* **Task description**: Please count the lines that follow which contain the string "below", with case counting, and give only that number.

*** Exercise material

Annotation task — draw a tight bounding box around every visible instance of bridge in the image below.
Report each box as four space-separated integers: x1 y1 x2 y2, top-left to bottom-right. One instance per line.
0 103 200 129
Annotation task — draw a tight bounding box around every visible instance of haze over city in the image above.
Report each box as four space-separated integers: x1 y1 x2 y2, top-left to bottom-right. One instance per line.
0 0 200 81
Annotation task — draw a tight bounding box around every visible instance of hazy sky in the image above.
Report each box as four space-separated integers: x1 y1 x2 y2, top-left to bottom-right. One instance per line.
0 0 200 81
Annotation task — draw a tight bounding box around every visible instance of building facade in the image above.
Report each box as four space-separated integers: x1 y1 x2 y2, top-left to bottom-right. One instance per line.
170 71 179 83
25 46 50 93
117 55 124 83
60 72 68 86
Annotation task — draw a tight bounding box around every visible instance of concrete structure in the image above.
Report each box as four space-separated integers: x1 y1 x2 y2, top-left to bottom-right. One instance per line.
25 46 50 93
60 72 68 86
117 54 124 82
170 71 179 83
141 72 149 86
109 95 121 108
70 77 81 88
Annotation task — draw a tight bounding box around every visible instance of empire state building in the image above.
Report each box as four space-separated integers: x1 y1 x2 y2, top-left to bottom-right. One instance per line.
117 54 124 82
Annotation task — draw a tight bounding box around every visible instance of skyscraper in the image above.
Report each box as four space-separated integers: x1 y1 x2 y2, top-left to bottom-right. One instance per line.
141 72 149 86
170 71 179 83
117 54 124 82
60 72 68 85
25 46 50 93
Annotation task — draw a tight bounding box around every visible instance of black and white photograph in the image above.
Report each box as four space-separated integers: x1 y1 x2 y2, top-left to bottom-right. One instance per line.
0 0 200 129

******
*** Exercise material

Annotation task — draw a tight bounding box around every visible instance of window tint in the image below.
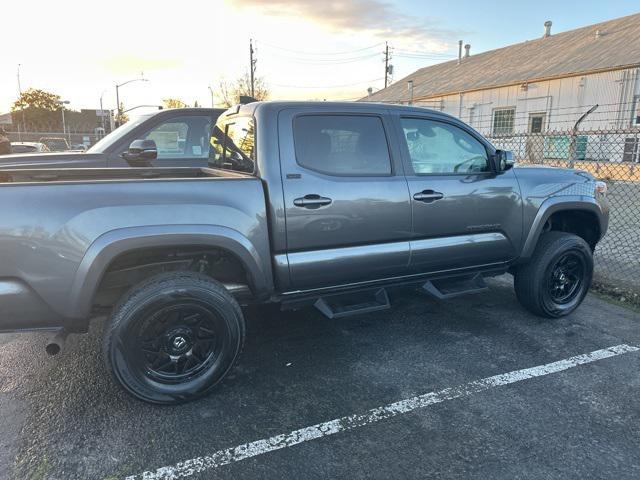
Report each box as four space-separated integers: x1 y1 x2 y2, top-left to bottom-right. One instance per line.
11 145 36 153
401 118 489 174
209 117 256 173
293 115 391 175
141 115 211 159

******

* **Answer to the problem**: 2